## Start Records for the task

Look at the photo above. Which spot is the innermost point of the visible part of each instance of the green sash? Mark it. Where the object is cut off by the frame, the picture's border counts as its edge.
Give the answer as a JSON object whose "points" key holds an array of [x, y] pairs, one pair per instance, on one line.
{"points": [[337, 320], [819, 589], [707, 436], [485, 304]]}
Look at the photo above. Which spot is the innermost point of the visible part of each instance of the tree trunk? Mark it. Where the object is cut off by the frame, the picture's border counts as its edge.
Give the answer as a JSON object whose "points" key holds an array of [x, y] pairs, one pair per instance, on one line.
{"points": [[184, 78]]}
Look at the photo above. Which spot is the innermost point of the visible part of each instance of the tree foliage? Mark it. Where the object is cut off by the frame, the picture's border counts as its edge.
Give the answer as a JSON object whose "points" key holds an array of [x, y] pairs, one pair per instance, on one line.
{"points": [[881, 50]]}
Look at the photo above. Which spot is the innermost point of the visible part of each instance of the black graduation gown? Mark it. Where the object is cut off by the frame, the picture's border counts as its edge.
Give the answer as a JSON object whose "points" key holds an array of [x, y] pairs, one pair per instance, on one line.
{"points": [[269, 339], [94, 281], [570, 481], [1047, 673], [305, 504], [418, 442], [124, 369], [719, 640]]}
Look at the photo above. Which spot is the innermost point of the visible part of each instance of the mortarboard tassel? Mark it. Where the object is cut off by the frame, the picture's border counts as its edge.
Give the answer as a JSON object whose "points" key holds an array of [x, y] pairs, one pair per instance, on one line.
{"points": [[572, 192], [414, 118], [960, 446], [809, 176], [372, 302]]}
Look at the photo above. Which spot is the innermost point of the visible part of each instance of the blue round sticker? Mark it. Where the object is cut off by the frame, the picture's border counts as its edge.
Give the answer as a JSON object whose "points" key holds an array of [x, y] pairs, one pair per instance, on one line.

## End Records for the task

Write all of the records out again exactly.

◆ **Output of the task**
Look at the photo above. Which spot is the innermost point of the visible part of each instance of the green sash? Mark it. Where the object is cut off by the frame, the picture's border counts as its edge.
Give the answer as a JSON object whose "points" key holds an array of [x, y] pairs, one pair per instance, on one line.
{"points": [[337, 320], [819, 589], [707, 436], [485, 304]]}
Look at the photo above. Which spot is the innermost point of the visible part of each instance of the tree trunk? Mark it. Where the object is cut off by the frame, the picture's border counts as its edge.
Give the answer as a JSON object whose "points" key holds an array of [x, y] pairs, one pair per instance, on one line.
{"points": [[184, 78]]}
Look at the photo above. Which spot is the innermost point of the visible part of each instance of the tree foliage? Mark it. Where the object is cut off by the frame, the picture's border counts as its edge.
Give the answer as a JSON object whose "points" key holds an array of [x, y] pairs, one pair per instance, on one line.
{"points": [[881, 50]]}
Look at the photo above. Which spot is the innermost point of the visible part of each instance of the black graduation gown? Mark it. Where the object is cut off by the frame, the picture's border counts as its edge.
Give the answer as a JSON object whose "points" key holds an array of [x, y] pairs, one pair per instance, on one line.
{"points": [[269, 339], [94, 281], [570, 481], [1047, 673], [305, 504], [418, 442], [124, 369], [719, 640]]}
Look at the photo above. Which spot is the innermost point of the visible part of each instance of the mortarboard tassel? Mark it. Where the object is cut off by the frame, the picture's border counts as its edge.
Give the answer as a JSON object whose "points" key holds an array of [x, y] pairs, one pair per instance, on one line.
{"points": [[572, 192], [414, 118], [960, 446], [809, 176], [372, 302]]}
Look at the photo above. Which spot is the innermost point of the visible part of each instance of the blue round sticker? Mark it. Where the object is cut off by the frame, the picture's border counts as its edge.
Give the answer as a JSON object whose "points" key holds an array of [x, y] pairs, one pair per instance, on one line.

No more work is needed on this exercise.